* **BUT DE L'EXERCICE**:
Répondez, s'il vous plaît, aux questions suivantes à partir de l'extrait sur Wilson.
1. Quels collègues de Harvard de Wilson sont nommés ?
2. Quelle université Wilson a-t-il appelée au sujet de Lewontin ?
3. Quel magazine a publié, quelques jours après la mort de Wilson, un article suggérant qu'il était raciste ?

* **EXTRAIT DU DOCUMENT**:
↓

Le contexte de ces travaux effectués peu après la guerre aide évidemment à comprendre les réactions du grand public. Mais Wilson a également eu la malchance d’être tombé sur des adversaires universitaires qui n’ont eu de cesse de mélanger science et politique. Ses collègues de Harvard, Stephen Jay Gould et Richard Lewontin en particulier, n’allaient pas le lâcher pendant plusieurs années, allant jusqu’à écrire aux journaux que la sociobiologie était à connecter aux théories ayant servi de base aux lois anti-immigration, campagnes de stérilisation et « politiques eugénistes ayant conduit à l’établissement des chambres à gaz dans l’Allemagne nazie » (Allen, 1975). Rien que ça. En plus des attaques physiques, une petite couche d’attaques morales donc, et qui plus est par des collègues travaillant à l’étage du dessous. (Ironiquement, c’est Wilson lui-même qui avait fait venir Lewontin à Harvard, cherchant son aide pour donner des bases plus rigoureuses à la biologie du comportement. Sachant Lewontin très « impliqué politiquement », il avait même pris soin de téléphoner à l’université de Chicago pour s’assurer que son collègue serait capable de séparer le politique du scientifique. Se rappelant de cet épisode quelques années plus tard, il déclarera en se marrant : « Je me suis bien fait avoir ! »).

J’ai du mal à savoir si on a réellement progressé sur les attaques morales injustifiées – et donc inacceptables – depuis les années 70. Scientific American ose publier quelques jours après la mort de Wilson un article suggérant qu’il était raciste, sans apporter le moindre début de preuve (https://www.scientificamerican.com/article/the-complicated-legacy-of-e-o-wilson/). C’est un article malheureusement typique de certaines pensées à la mode pour qui gène + comportement humain = forcément racisme, et peut-être même gène = racisme tout court, puisque Mendel et ses petits pois sont aussi annoncés comme problématiques (ainsi que la loi normale, va savoir). Wilson a dit un jour qu’« il n’y avait pas de pire moment que les années 1970 pour l’inauguration de la sociobiologie humaine », pas sûr qu’il ait vu juste sur ce point.

↑

* **DONNÉES ENREGISTRÉES**:
↓

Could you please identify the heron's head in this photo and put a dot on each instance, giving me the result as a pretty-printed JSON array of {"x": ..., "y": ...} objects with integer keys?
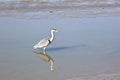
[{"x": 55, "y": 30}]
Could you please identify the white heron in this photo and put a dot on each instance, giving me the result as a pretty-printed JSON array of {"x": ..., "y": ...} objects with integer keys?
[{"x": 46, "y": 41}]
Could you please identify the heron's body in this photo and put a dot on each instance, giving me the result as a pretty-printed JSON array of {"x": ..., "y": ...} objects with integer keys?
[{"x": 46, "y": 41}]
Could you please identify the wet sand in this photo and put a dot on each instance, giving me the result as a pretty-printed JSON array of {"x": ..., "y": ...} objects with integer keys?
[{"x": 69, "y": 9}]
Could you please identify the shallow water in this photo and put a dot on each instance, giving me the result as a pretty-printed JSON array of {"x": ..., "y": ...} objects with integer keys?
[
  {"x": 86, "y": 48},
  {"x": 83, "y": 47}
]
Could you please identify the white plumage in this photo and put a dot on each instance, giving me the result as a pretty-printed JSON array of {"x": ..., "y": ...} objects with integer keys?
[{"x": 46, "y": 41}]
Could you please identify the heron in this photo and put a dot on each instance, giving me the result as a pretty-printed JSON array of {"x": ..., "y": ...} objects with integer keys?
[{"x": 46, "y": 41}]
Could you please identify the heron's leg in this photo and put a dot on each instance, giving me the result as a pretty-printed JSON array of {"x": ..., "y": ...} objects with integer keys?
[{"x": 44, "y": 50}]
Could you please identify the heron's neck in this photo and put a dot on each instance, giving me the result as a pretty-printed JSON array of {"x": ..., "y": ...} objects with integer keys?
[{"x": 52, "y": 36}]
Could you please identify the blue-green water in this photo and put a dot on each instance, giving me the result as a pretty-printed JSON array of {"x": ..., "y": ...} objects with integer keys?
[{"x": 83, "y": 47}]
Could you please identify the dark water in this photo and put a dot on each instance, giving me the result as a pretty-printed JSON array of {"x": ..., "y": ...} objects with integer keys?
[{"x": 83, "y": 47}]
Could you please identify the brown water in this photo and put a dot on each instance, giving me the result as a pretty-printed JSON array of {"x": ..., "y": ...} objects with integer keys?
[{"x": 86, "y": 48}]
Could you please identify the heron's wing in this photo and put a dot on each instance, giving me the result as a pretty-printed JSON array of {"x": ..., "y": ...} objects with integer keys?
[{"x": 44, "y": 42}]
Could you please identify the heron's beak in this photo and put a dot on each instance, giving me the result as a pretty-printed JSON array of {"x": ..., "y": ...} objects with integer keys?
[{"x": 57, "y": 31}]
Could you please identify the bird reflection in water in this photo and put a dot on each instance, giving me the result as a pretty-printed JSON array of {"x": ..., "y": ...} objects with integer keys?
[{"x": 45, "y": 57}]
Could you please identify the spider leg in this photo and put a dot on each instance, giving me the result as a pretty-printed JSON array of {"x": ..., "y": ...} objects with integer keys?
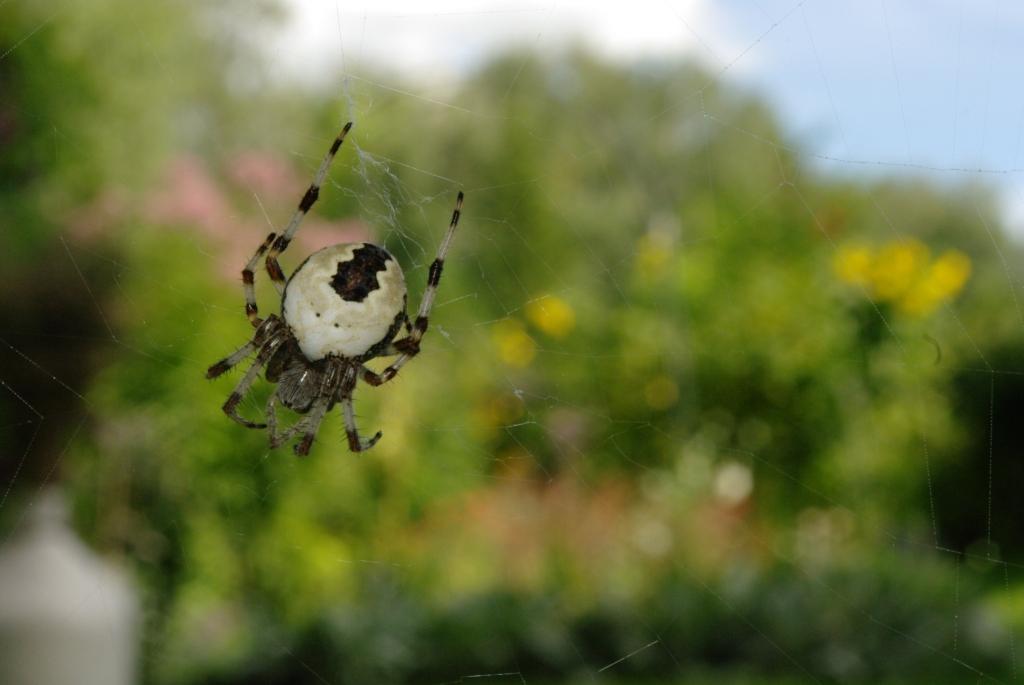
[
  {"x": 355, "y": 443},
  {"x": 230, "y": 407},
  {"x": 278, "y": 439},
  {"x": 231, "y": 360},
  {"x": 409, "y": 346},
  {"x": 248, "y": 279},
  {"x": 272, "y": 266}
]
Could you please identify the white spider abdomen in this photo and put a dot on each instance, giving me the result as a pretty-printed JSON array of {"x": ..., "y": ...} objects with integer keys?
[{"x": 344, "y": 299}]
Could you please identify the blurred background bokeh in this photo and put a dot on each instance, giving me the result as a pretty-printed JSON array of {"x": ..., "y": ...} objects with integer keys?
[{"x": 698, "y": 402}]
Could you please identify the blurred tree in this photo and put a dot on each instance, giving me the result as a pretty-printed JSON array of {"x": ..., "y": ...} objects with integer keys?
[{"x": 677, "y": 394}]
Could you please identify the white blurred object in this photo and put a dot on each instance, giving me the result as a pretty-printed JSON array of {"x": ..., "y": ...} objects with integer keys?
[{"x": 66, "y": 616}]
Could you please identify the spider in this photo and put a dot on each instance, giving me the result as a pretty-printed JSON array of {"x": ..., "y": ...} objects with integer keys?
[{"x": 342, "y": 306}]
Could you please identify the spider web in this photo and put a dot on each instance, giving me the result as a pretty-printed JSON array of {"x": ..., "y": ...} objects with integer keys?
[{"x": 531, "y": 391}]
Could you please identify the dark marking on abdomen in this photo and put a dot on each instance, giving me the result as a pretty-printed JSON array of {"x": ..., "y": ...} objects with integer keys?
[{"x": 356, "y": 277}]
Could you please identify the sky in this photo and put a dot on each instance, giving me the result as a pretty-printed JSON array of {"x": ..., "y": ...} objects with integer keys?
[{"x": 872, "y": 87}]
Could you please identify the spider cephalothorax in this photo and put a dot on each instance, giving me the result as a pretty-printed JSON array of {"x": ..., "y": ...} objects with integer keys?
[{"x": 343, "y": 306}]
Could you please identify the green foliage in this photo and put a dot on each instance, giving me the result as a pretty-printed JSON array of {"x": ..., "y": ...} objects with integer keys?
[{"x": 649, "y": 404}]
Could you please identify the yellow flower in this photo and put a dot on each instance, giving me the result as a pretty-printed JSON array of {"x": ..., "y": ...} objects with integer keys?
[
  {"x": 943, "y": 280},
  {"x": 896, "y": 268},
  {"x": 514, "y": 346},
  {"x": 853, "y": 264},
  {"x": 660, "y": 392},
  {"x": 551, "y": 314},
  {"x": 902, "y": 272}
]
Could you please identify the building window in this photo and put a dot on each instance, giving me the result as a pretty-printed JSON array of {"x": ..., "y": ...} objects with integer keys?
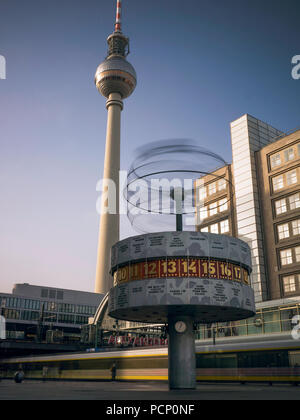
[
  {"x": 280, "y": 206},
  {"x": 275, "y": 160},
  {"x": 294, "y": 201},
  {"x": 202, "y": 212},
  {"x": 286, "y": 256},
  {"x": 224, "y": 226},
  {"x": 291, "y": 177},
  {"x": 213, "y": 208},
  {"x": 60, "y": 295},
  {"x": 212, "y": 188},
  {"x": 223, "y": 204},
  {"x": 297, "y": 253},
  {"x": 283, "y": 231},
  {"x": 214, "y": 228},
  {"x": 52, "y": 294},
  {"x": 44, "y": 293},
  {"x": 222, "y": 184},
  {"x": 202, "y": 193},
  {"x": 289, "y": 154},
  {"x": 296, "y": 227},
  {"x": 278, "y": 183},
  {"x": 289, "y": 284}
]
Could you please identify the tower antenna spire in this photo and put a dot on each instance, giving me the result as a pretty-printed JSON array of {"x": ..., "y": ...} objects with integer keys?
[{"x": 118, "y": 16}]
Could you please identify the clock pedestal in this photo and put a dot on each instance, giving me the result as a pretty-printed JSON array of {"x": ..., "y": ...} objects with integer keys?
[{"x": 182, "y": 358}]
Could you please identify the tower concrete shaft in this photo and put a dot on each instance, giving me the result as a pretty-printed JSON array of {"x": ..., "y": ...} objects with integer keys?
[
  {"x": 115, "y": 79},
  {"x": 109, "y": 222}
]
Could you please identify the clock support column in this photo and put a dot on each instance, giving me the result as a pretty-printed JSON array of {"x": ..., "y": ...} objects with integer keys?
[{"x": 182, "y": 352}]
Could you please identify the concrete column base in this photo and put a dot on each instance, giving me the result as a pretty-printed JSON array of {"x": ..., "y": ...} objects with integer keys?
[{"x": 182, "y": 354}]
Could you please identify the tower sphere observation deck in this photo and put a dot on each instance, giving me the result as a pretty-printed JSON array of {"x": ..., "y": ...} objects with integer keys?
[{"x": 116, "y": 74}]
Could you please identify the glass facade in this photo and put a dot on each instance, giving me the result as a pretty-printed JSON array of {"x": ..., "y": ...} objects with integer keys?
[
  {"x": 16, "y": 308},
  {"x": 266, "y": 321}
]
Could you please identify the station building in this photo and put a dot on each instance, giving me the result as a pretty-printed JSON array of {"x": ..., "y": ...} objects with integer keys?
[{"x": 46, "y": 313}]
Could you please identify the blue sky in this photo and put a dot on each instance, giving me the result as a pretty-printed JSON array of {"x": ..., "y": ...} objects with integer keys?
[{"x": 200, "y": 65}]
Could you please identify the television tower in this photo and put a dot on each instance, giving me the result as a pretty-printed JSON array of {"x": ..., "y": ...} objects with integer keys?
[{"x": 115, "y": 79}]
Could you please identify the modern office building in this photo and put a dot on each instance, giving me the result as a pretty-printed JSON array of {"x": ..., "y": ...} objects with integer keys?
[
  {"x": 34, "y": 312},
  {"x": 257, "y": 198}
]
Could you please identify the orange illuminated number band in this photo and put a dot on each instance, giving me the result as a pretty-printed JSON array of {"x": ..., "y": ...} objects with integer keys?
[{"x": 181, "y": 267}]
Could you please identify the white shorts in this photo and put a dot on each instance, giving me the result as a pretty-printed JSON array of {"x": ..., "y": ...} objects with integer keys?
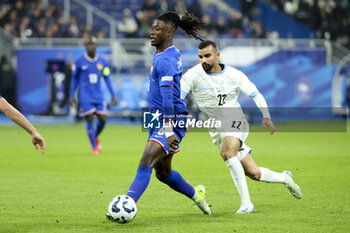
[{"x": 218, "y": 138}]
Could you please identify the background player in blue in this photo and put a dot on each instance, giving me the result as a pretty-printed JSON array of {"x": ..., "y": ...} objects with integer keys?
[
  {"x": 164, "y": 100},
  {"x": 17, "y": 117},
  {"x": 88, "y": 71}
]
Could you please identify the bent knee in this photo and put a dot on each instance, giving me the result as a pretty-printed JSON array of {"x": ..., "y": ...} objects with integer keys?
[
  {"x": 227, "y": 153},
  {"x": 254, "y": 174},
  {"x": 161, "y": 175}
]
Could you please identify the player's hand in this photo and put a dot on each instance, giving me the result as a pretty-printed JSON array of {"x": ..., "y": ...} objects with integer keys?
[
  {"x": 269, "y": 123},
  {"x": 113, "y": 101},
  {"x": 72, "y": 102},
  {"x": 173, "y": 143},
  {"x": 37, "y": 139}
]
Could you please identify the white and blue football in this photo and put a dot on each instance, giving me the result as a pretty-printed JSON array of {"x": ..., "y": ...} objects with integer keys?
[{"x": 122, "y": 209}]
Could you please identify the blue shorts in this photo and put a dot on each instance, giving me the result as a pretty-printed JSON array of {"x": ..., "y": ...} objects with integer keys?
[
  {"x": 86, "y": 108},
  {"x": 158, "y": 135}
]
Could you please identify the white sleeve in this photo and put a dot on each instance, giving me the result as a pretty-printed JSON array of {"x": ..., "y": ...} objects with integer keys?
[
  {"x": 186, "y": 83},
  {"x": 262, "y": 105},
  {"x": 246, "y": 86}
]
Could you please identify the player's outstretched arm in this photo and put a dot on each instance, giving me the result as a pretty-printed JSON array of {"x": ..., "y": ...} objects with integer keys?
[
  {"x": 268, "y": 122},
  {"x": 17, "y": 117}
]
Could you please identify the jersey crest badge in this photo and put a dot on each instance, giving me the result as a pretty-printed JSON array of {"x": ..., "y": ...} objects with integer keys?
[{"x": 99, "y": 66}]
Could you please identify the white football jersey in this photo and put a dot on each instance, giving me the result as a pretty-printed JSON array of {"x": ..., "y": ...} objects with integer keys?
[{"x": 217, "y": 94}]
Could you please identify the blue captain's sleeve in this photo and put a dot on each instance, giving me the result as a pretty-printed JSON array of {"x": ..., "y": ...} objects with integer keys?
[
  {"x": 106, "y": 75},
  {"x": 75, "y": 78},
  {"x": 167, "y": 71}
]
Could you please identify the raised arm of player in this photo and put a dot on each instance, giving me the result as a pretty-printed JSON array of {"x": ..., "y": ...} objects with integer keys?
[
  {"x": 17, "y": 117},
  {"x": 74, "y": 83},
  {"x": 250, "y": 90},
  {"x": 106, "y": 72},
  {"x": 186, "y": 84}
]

↑

* **RÉSULTAT DE L'EXERCICE**:
1. Stephen Jay Gould et Richard Lewontin.
2. L'université de Chicago.
3. Scientific American.